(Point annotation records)

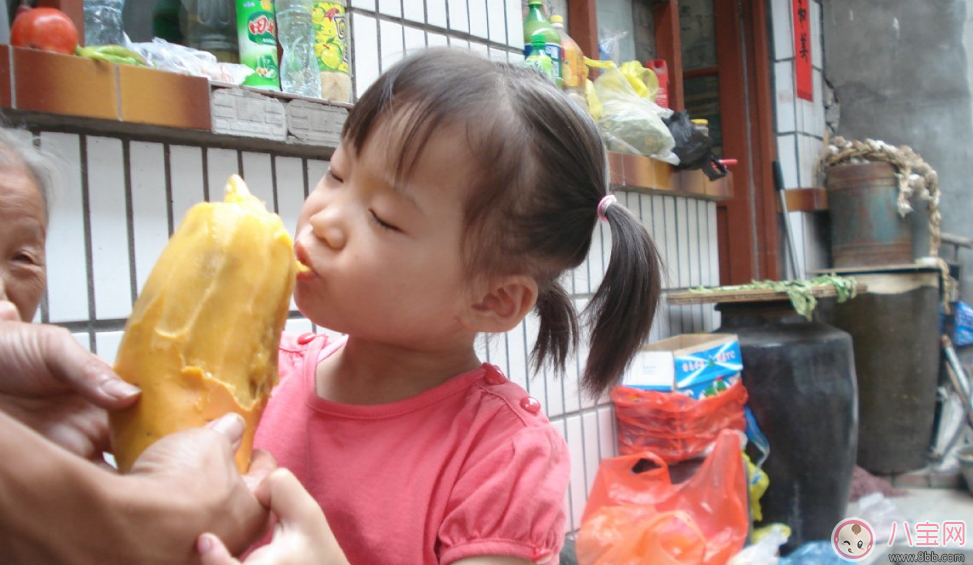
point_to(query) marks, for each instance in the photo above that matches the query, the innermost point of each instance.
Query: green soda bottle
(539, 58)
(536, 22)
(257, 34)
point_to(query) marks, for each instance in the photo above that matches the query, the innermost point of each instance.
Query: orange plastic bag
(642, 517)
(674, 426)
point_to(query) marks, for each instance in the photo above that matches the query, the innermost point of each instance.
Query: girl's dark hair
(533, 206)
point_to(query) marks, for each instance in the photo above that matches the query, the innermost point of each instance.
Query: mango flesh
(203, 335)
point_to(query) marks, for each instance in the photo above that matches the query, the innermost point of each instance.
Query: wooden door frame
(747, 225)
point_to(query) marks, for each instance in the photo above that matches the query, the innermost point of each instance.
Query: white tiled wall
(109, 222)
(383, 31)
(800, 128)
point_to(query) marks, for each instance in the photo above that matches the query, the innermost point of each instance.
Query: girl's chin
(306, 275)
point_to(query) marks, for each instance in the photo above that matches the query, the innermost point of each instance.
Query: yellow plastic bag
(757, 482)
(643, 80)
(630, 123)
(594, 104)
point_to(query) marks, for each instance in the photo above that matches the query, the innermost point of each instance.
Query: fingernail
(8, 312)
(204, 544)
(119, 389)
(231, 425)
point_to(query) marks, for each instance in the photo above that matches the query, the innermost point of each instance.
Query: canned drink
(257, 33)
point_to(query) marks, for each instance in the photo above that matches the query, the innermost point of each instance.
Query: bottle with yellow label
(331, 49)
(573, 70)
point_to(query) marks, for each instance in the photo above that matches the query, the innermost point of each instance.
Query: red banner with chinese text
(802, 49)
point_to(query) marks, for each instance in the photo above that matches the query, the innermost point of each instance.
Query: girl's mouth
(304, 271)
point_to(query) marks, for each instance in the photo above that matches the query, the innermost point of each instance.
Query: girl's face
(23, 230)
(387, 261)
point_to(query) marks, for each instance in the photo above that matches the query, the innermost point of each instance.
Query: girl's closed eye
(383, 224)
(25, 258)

§ **PROBLEM DESCRIPTION**
Locate every line above that contains the word "yellow", matching case, and copy each of those lines.

§ **REPLY**
Query: yellow plastic bag
Query: bottle with yellow label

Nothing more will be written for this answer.